• [TASKS AND EXERCISES]:
**a.** In the breast cancer prognostic score discussion, what was the mean age of the considered population?
**b.** Continue the breast cancer prognostic score discussion from its last sentence.

• [DOCUMENT SEGMENT]:
BEGIN

If we specifically consider the two models predicting OS – NPI and PREDICT – it seems clear that adding to the model many variables does not significantly improve the accuracy of the score (AUC improves from 0.7 of NPI to 0.76 of PREDICT). It is conceivable that at the current state-of-the-art nodal status, tumor dimension and tumor grading still represent the three heaviest factors in BC history prognostication.

Even if our correlation analyses demonstrated that all three models agree in the identification of high risk classes of patients, the identification of a very high risk class, created by the addition of NPI and CTS5 scores points, does not significantly improve prognostic accuracy.

It is worth mentioning that the considered population had a mean age of 68.5 years and was mostly post-menopausal (88.6%), data that are in accordance with the national demographics. Thus, considering the global population is aged 60 years or a little bit over, the findings could be generalizable. We also performed a sensitivity analysis excluding all pre-menopausal women from the entire analyzed population and we observed very similar results in terms of prognostic scores accuracy between the pre- and post-menopausal setting (AUC, 95%CI for NPI, PREDICT, and CTS5 were, respectively, 0.68 (0.66–0.75), 0.70 (0.63–0.77), and 0.80 (0.71–0.92)). Therefore, the sensitivity analysis revealed a consistent result when excluding the pre-menopausal subgroup showing NPI, PREDICT, and CTS5 are useful prognostic scores among post-menopausal women.

END

• [EXTRACTED DATA]:
BEGIN

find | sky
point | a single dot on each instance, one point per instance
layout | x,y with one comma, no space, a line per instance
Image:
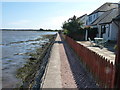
47,14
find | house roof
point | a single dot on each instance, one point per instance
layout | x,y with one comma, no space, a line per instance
117,18
82,16
106,17
105,7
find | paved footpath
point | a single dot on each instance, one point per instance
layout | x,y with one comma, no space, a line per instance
65,70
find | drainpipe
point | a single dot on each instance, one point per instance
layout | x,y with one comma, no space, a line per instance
117,60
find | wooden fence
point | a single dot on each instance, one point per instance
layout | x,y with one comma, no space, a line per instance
101,68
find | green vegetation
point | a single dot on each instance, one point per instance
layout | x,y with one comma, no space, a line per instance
73,28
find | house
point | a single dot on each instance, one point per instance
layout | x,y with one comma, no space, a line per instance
83,19
98,12
107,28
102,20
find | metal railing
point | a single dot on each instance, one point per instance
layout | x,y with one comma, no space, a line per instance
100,67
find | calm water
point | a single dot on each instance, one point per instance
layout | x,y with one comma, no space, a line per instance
14,46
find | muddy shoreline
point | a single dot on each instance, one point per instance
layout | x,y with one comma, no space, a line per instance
29,71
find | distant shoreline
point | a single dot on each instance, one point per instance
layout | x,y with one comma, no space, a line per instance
27,30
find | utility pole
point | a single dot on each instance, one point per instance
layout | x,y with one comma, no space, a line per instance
117,60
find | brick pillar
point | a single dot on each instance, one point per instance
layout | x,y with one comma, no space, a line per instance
117,60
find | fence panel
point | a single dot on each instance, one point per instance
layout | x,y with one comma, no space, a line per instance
100,67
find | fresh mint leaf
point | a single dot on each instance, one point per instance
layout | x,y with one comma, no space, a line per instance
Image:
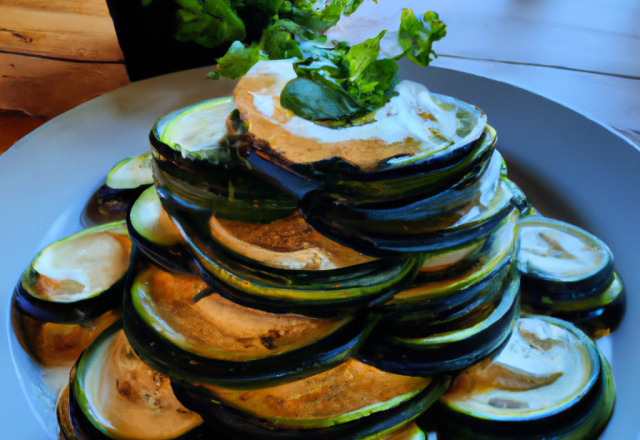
209,23
352,6
238,60
315,101
317,15
361,55
374,87
416,37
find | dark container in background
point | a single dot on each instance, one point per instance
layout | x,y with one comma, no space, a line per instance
146,35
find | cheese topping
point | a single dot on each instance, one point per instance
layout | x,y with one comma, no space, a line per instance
544,368
412,125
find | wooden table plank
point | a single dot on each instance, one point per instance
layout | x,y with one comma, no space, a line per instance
47,88
58,34
88,7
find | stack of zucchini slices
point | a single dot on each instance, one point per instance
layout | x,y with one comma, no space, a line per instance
294,280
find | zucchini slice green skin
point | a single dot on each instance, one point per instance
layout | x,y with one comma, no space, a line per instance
597,316
459,310
109,204
540,287
180,364
231,188
70,313
81,426
77,312
241,425
347,226
313,293
465,212
439,304
175,259
416,180
455,351
583,421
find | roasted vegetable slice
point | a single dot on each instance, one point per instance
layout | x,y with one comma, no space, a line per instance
335,404
548,382
58,345
306,290
197,166
153,232
449,351
126,180
182,328
78,278
597,315
455,217
114,395
436,303
560,262
414,125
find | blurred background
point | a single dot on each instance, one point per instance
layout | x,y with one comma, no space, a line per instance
56,54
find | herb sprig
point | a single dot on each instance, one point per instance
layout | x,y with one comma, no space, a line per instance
336,83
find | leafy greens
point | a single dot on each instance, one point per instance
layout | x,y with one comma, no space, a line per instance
335,82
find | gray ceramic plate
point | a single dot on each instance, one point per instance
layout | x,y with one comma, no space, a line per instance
571,167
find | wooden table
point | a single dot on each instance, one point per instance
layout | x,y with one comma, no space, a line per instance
583,53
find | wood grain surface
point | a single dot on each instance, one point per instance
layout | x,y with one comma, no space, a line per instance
54,55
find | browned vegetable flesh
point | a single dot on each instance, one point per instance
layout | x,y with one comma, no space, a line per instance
349,391
212,326
133,400
366,153
289,243
56,345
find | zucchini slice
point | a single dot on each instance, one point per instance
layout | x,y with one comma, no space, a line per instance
198,167
417,180
58,345
185,330
78,278
561,262
437,305
153,232
597,315
455,217
334,404
407,431
415,134
126,180
114,395
449,351
549,382
335,291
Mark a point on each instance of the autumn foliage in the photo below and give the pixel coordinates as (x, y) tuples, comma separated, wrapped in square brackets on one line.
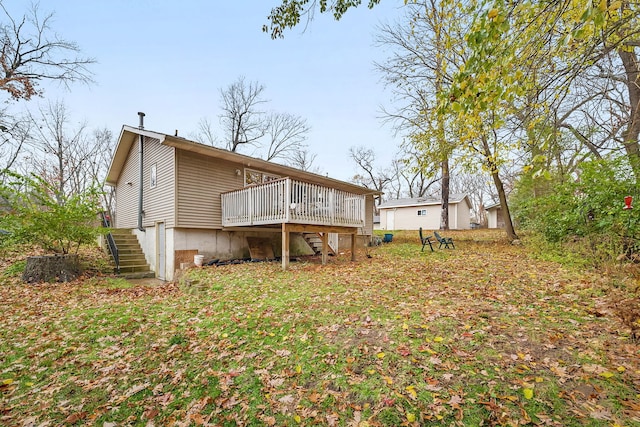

END

• [RESPONSES BY TASK]:
**a.** 68.5 years

**b.**
All this considered, the CTS5 and the PREDICT may be daily used in clinical practice to give the clinician a general perspective on the risk of the patient. According to our data patients may be classified in three classes of risk: (1) a low risk class: patients in CTS5 low risk class and PREDICT low risk class; (2) a high risk class: patients at high risk in at least one of the two scores; and (3) a moderate risk class: patients in between.

This classification allows the clinician to stratify patients and, considering also age and comorbidities, to evaluate the use of adjuvant chemotherapy and/or 10-year endocrine therapy regimen in high risk class, 10-year endocrine therapy regimen in moderate risk, and 5-year endocrine therapy regimen in low risk class. These mathematical models – especially CTS5 that showed high accuracy in prognostication – may be used also in genomic tests gray zones (i.e., Oncotype DX RS of 26 to 30), to eventually tip the scale to a more aggressive or a more conservative management of adjuvant therapy.

In the upcoming future, the clinical use of endocrine therapy and CDK4/6i would be of routine practice in high-risk BC. Adding Abemaciclib to adjuvant endocrine therapy significantly reduces the risk of recurrence in patients with high risk, ER + , HER2 negative, early BC, as shown in phase-three trial findings [20]. In the absence of possibility to access to the genomic profile for the identification of individual BC patients’ risk, the use of score models would be helpful in routine.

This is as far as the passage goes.